**TASK INSTRUCTIONS:**
Reproduce every one of the lines below without changing anything.

— START DATASET RECORDS —

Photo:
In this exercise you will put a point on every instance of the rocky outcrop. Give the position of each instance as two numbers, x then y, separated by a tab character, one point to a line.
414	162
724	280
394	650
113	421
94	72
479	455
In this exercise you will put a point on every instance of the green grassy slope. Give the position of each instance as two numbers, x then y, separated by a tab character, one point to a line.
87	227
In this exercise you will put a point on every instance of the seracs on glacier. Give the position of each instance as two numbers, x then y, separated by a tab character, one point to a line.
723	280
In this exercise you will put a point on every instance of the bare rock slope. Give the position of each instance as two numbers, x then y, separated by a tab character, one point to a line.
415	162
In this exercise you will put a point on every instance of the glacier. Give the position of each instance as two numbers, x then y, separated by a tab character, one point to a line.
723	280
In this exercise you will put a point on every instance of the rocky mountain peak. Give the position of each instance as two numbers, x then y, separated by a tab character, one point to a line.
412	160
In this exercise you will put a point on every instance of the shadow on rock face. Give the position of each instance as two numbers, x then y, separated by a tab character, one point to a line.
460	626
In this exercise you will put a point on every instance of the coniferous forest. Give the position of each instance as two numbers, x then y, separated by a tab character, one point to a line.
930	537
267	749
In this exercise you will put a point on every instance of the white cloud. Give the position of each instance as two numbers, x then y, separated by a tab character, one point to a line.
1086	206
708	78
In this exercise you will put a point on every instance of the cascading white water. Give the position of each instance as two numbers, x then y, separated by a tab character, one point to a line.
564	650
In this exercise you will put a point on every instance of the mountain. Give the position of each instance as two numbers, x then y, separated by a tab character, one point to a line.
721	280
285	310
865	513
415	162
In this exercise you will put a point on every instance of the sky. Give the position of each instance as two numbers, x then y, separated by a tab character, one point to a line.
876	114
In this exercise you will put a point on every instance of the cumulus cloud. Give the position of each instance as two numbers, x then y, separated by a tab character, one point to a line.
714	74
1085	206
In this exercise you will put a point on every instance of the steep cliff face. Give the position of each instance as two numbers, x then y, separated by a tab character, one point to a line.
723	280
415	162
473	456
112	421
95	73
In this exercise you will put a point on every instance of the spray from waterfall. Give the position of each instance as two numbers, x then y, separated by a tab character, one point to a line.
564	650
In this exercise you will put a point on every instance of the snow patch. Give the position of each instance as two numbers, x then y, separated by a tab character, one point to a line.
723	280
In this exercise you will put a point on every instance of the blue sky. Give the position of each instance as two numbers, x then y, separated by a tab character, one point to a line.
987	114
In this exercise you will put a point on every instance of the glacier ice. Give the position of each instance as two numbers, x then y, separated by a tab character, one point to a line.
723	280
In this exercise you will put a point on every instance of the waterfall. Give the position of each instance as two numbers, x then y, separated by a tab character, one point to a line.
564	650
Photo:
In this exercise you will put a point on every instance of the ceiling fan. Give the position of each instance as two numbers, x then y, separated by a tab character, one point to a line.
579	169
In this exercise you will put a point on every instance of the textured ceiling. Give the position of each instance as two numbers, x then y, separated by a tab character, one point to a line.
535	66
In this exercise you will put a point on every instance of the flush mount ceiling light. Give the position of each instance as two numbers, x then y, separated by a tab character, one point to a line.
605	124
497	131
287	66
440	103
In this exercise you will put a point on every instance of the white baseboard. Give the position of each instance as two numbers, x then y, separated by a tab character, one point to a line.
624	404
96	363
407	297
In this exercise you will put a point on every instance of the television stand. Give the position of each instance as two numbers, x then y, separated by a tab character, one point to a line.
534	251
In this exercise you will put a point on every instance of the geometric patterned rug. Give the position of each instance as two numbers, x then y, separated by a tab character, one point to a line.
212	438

— END DATASET RECORDS —

**TASK RESPONSE:**
Photo:
In this exercise you will put a point on every instance of the rocky outcrop. Give the position of each instance as two numbers, x then y, separated by a tab character, one point to a line.
414	162
724	280
394	650
113	421
94	72
479	455
In this exercise you will put a point on every instance of the green grassy slope. Give the position of each instance as two numbers, x then y, separated by a tab character, one point to a line.
87	227
In this exercise you will put a point on every instance of the seracs on glacier. Give the position of each instance as two numbers, x then y, separated by a tab character, one point to a line.
723	280
In this exercise you will put a point on every instance of the bare rock slope. Give the position of each instance as two numbers, x then y, separated by a tab character, one point to a line.
415	162
In this exercise you will put a point on every instance of the glacier. Give the position of each instance as two numbers, x then y, separated by a tab character, one point to a line.
723	280
In this exercise you will put a point on every instance of the rocky mountain peak. Give the position of each instance as two numbers, x then y, separated by a tab character, one point to a line.
412	160
In this exercise you will put a point on every instance of the shadow on rock face. Give the position of each instance as two numbers, x then y, separated by a tab character, one point to a line.
460	626
In this exercise you will put a point on every instance of the coniferous forest. Give the position of each instance as two numbers, x then y, separated by a tab character, one point to a line.
930	537
267	749
In this exercise you will put a point on every instance of the white cloud. Give the position of each instance as two numbers, x then y, separated by a tab character, one point to a line.
1086	206
708	78
In this exercise you will put a point on every instance of the cascading white water. Give the position of each instance as two numbers, x then y, separated by a tab character, one point to a line.
564	650
In this exercise you will put a point on every instance of the mountain. Give the position of each instance as two numbers, x then y, separated by a tab character, one point to a line.
721	280
285	310
865	513
415	162
In this exercise you will put a point on every instance of the sky. Give the position of each instance as two numbers, x then y, separated by a tab character, one point to a line.
876	114
In this exercise you will put a point on every instance of the cumulus cloud. Give the position of each instance as two numbers, x then y, separated by a tab character, one point to a line.
714	74
1085	206
In this exercise you will put a point on every instance of the steep cliff face. Give the position of each instance as two numbers, x then y, separated by a tab character, one point to a line.
723	280
415	162
473	456
112	421
95	73
In this exercise you will put a point on every instance of the spray from waterfall. Give the position of each instance as two numbers, x then y, separated by a tab character, one point to a line.
564	650
In this exercise you will put a point on every instance of the snow patch. Give the position of each instance as two numbers, x then y, separated by a tab character, one point to a line.
723	280
In this exercise you will put a point on every instance of the blue sky. Give the position of each instance as two numbers, x then y, separated by a tab character, one point to a line.
987	114
In this exercise you will put a point on every instance of the glacier ice. Give the position of each instance as two numbers, x then y, separated by a tab character, one point to a line.
723	280
In this exercise you will put a point on every instance of the waterfall. Give the position of each instance as two numbers, x then y, separated by a tab character, one point to a line.
564	650
Photo:
In this exercise you will put a point on every instance of the ceiling fan. Give the position of each instance as two numbers, x then y, separated by a tab character, one point to a line.
579	169
In this exercise you will put a point on every instance of the textured ceiling. Give the position of each instance as two numbers, x then y, separated by a tab character, one point to a line.
535	66
In this exercise you will put a point on every instance of the flush mount ceiling light. Give the position of each instance as two numbers, x then y, separated by a tab character, one point to a line.
605	124
497	131
287	66
440	103
In this exercise you will put a point on every instance of the white baseboard. Give the position of each instance as two numbers, x then y, separated by a tab character, one point to a line.
624	404
96	363
407	297
In this exercise you will put a point on every instance of the television stand. Give the position of each instance as two numbers, x then y, separated by a tab character, one point to a line.
534	251
In this exercise you will put a point on every instance of the geometric patterned rug. Give the position of each instance as two numbers, x then y, separated by a tab character, one point to a line.
212	438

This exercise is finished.